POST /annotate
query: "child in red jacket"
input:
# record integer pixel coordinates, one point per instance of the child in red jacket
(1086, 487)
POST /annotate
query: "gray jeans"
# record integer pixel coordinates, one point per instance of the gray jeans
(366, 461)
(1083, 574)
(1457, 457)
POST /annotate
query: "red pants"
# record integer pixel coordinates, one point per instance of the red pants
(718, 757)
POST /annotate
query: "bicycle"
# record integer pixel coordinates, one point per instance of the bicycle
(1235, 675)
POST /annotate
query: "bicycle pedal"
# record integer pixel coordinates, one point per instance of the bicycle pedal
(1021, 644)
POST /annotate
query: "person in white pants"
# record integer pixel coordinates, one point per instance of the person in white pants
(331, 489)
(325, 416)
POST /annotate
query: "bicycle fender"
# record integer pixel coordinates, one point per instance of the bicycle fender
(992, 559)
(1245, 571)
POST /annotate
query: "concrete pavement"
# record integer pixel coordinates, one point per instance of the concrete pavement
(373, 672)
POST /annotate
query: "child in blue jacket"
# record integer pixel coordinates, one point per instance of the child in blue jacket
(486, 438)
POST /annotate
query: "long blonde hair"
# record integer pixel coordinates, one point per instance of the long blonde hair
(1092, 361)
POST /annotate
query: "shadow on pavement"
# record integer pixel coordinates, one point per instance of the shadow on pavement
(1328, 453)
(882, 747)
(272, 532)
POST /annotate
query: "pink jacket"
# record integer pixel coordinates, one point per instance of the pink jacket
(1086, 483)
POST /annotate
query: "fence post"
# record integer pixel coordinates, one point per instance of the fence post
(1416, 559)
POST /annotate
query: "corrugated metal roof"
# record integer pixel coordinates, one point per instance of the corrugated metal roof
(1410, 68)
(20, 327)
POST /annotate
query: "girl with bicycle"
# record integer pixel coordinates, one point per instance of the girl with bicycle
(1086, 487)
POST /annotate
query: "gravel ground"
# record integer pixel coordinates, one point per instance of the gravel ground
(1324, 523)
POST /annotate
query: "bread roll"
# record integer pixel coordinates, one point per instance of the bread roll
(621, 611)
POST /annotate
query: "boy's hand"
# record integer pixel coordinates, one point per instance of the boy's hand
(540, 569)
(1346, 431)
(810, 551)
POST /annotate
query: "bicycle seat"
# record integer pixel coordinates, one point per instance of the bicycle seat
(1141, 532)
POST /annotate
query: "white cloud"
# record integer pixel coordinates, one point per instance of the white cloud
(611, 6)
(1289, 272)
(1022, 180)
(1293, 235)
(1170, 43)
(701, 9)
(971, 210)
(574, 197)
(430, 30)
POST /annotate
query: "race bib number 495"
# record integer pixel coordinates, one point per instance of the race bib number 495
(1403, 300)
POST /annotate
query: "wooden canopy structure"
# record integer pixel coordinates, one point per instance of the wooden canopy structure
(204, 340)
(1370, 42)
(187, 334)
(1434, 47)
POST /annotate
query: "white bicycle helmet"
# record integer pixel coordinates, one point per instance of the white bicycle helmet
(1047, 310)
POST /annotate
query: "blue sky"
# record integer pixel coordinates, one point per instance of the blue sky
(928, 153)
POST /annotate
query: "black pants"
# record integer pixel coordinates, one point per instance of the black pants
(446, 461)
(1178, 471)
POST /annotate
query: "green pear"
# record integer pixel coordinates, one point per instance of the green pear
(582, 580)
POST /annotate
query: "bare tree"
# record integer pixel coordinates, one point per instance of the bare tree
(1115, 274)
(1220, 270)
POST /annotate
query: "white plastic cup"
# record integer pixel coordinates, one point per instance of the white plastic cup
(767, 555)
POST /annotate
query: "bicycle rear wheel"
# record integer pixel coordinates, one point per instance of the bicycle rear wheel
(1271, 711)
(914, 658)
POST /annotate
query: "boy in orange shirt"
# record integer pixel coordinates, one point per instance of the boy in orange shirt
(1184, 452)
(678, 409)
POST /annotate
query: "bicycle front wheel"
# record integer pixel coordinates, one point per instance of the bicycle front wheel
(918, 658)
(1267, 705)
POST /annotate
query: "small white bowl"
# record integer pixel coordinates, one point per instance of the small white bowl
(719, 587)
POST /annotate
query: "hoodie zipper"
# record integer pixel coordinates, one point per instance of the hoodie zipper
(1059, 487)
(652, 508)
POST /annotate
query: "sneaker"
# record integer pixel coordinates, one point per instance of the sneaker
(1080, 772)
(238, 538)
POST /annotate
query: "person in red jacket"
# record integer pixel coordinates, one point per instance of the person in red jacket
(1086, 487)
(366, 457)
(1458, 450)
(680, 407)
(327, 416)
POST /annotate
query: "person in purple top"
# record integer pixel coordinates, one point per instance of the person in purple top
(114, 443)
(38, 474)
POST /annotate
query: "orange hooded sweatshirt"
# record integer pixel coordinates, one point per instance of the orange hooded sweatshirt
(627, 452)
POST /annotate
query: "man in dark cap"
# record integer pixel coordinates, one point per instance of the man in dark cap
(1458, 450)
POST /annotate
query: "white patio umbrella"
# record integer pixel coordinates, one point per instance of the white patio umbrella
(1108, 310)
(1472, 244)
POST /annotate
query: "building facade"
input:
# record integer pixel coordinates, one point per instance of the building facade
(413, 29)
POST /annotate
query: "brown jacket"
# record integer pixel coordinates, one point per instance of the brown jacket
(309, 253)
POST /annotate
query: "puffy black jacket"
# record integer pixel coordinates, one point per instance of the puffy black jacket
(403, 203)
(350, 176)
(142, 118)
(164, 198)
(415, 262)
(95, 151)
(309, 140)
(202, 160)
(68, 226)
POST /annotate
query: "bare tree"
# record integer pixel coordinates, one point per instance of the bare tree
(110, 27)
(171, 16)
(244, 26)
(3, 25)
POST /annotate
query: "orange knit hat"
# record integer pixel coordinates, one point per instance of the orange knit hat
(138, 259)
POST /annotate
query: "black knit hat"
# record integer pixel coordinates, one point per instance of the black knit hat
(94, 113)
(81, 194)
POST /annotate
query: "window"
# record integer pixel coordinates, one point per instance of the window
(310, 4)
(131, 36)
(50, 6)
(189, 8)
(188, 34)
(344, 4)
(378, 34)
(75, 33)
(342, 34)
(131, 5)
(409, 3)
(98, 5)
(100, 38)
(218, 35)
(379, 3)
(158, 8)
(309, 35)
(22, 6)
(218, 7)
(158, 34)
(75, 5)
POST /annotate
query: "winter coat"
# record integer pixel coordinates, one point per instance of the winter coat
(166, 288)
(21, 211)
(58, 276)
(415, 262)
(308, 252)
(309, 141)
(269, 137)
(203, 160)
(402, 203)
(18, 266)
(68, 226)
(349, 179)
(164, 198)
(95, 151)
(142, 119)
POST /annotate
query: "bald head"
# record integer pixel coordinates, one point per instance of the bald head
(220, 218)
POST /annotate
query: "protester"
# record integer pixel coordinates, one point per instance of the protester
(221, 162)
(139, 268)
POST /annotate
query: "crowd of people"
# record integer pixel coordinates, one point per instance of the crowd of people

▸ EXERCISE: A reply that repeats all the data exactly is required.

▸ ANSWER TO THIS EXERCISE:
POST /annotate
query: "child in red jacket"
input:
# record integer pixel coordinates, one point per instance of the child in red jacket
(1086, 487)
POST /annotate
query: "gray jeans"
# record integer pixel coordinates, one point per instance of the gray jeans
(366, 461)
(1083, 574)
(1457, 457)
POST /annotate
query: "red pants"
# record integer pixel coordinates, one point per instance of the red pants
(718, 757)
POST /annotate
query: "bicycle"
# record integer pixel coordinates, one point per instance of the bicycle
(1235, 675)
POST /annotate
query: "bicycle pedal"
# record integer pixel coordinates, one point per instance of the bicycle pedal
(1021, 644)
POST /annotate
query: "person in white pants"
# record integer pixel coordinates, one point per instance of the person in white pants
(331, 489)
(325, 416)
POST /annotate
query: "bicycle fender"
# record integer pixel coordinates, one point per instance of the bicycle fender
(992, 559)
(1245, 571)
POST /annotate
query: "concrete pavement"
# record integer pixel coordinates, one point per instance of the concrete pavement
(373, 672)
POST /annotate
query: "child in blue jacket"
# record integer pixel coordinates, one point per instance of the child in blue jacket
(486, 438)
POST /annotate
query: "long blonde hair"
# record integer pixel coordinates, one point per instance of the long blonde hair
(1092, 361)
POST /annotate
query: "shadow on pavement"
# record integer pixel coordinates, one point per instance of the shadow on pavement
(1328, 453)
(882, 747)
(272, 532)
POST /annotate
query: "pink jacket"
# record integer pixel coordinates, one point per instance of the pink jacket
(1086, 483)
POST /annotate
query: "fence post"
# record integer pixel coordinates, one point per instance of the fence post
(1416, 559)
POST /annotate
query: "corrugated metal roof"
# record integer pixel coordinates, one point per instance of the corrugated metal roof
(1410, 68)
(20, 327)
POST /annotate
query: "girl with bicycle"
# record integer pixel coordinates, one point per instance of the girl with bicycle
(1086, 487)
POST /annotate
query: "gravel ground"
# record integer pixel coordinates, one point per instance of the gravel ground
(1324, 523)
POST /annotate
query: "bread roll"
# record integer pixel coordinates, one point per instance of the bread roll
(621, 611)
POST /annotate
query: "boy's hand"
# record integer pixel coordinates, one point per instance of the boy's hand
(540, 569)
(1346, 431)
(810, 551)
POST /annotate
query: "bicycle seat"
# record integer pixel coordinates, one point per instance of the bicycle seat
(1141, 532)
POST /annotate
query: "white cloud"
# record integer pixel coordinates, one point per instance of the white cloud
(611, 6)
(1289, 272)
(1022, 180)
(1293, 235)
(1170, 43)
(701, 9)
(971, 210)
(574, 197)
(430, 30)
POST /annotate
query: "race bib number 495"
# record integer pixel coordinates, one point per instance of the race bib number 495
(1403, 300)
POST /annotate
query: "wooden canopy structure"
# record integer pixel coordinates, one point per instance of the wooden canopy structure
(204, 340)
(1370, 42)
(187, 334)
(1434, 47)
POST /annotate
query: "white bicycle helmet"
# record integer pixel coordinates, one point per instance of the white bicycle helmet
(1047, 310)
POST /annotate
query: "blue sky"
# record integer pixel coordinates, one point per instance of the blue sky
(928, 153)
POST /annotate
query: "black pants"
# record integer pixel coordinates, one point per instance of the black pants
(446, 461)
(1178, 471)
POST /annotate
query: "green pear"
# record integer pixel coordinates, one point per instance of the green pear
(582, 580)
POST /annotate
query: "bare tree"
# record integer pixel coordinates, one point per instance of the bare tree
(1115, 274)
(1220, 270)
POST /annotate
query: "white plastic cup"
# record integer pixel coordinates, one point per instance of the white plastic cup
(767, 555)
POST /annotate
query: "bicycle rear wheel"
# record integer pixel coordinates, one point per instance of the bicycle rear wheel
(1271, 711)
(914, 658)
POST /annotate
query: "boy in orange shirt"
# record integer pixel coordinates, one point per instance of the boy in orange shirt
(1184, 452)
(678, 409)
POST /annotate
query: "bicycle front wheel"
# record integer pixel coordinates, one point per instance of the bicycle front wheel
(918, 658)
(1267, 705)
POST /annotate
query: "small white bowl"
# record integer pixel coordinates, one point per instance of the small white bowl
(719, 587)
POST /annotate
query: "hoodie zipper"
# record integer pixel coordinates, one point per instance of the hoodie zipper
(1059, 487)
(652, 508)
POST /annotate
query: "sneaker"
# record integer pixel coordinates, one point per instance of the sneaker
(1080, 772)
(238, 538)
POST /annotate
query: "person in red jacket"
# record integer pixel coordinates, one point per instance of the person in red jacket
(1086, 487)
(366, 457)
(1458, 450)
(680, 407)
(327, 416)
POST /annotate
query: "person in purple top"
# record integer pixel coordinates, one point per instance of the person in purple top
(114, 443)
(38, 474)
POST /annotate
query: "orange hooded sweatshirt"
# record integer pixel coordinates, one point per instance of the orange hooded sweatshirt
(627, 452)
POST /annotate
query: "man in dark cap"
# record integer pixel coordinates, one point per instance of the man in dark cap
(1458, 450)
POST /annotate
query: "white patio umbrella"
# record integer pixel coordinates, one point per instance of the white patio umbrella
(1108, 310)
(1472, 244)
POST /annotate
query: "building facade"
input:
# record integer pixel coordinates, one point per instance of the building facade
(413, 29)
POST /annotate
query: "brown jacket"
# record integer pixel coordinates, one point per instance of the brown jacket
(309, 253)
POST /annotate
query: "puffy black jacket"
# record integer pixel coordinates, one point per instance of the puffy black jacket
(403, 203)
(350, 176)
(142, 118)
(164, 198)
(415, 262)
(95, 151)
(309, 140)
(202, 160)
(68, 226)
POST /annotate
query: "bare tree"
# record integer pixel coordinates, one point per instance of the bare tree
(110, 27)
(171, 16)
(244, 26)
(3, 25)
POST /annotate
query: "orange knit hat"
# record integer pixel coordinates, one point per instance of the orange knit hat
(138, 259)
POST /annotate
query: "black knit hat"
# record integer pixel coordinates, one point per instance of the black knit hat
(94, 113)
(81, 194)
POST /annotate
query: "window"
# record integer pixel coordinates, one point per instance of the window
(310, 4)
(131, 36)
(50, 6)
(189, 8)
(188, 34)
(344, 4)
(378, 34)
(75, 33)
(342, 34)
(131, 5)
(409, 3)
(98, 5)
(100, 38)
(218, 35)
(379, 3)
(158, 8)
(309, 35)
(22, 6)
(218, 7)
(158, 34)
(75, 5)
POST /annotate
query: "winter coat"
# record integer pixel coordinates, one point per instance of the winter coat
(166, 288)
(21, 211)
(58, 276)
(415, 262)
(308, 252)
(309, 141)
(269, 137)
(203, 160)
(402, 203)
(18, 266)
(68, 226)
(349, 179)
(164, 198)
(95, 151)
(142, 119)
POST /annotate
query: "bald head"
# record integer pixel coordinates, one point per instance of the bald head
(220, 218)
POST /annotate
query: "protester"
# record integer pixel coordinates, one point per instance of the protester
(221, 162)
(139, 268)
POST /annotate
query: "crowd of people"
# record integer pixel coordinates, one point per instance of the crowd of people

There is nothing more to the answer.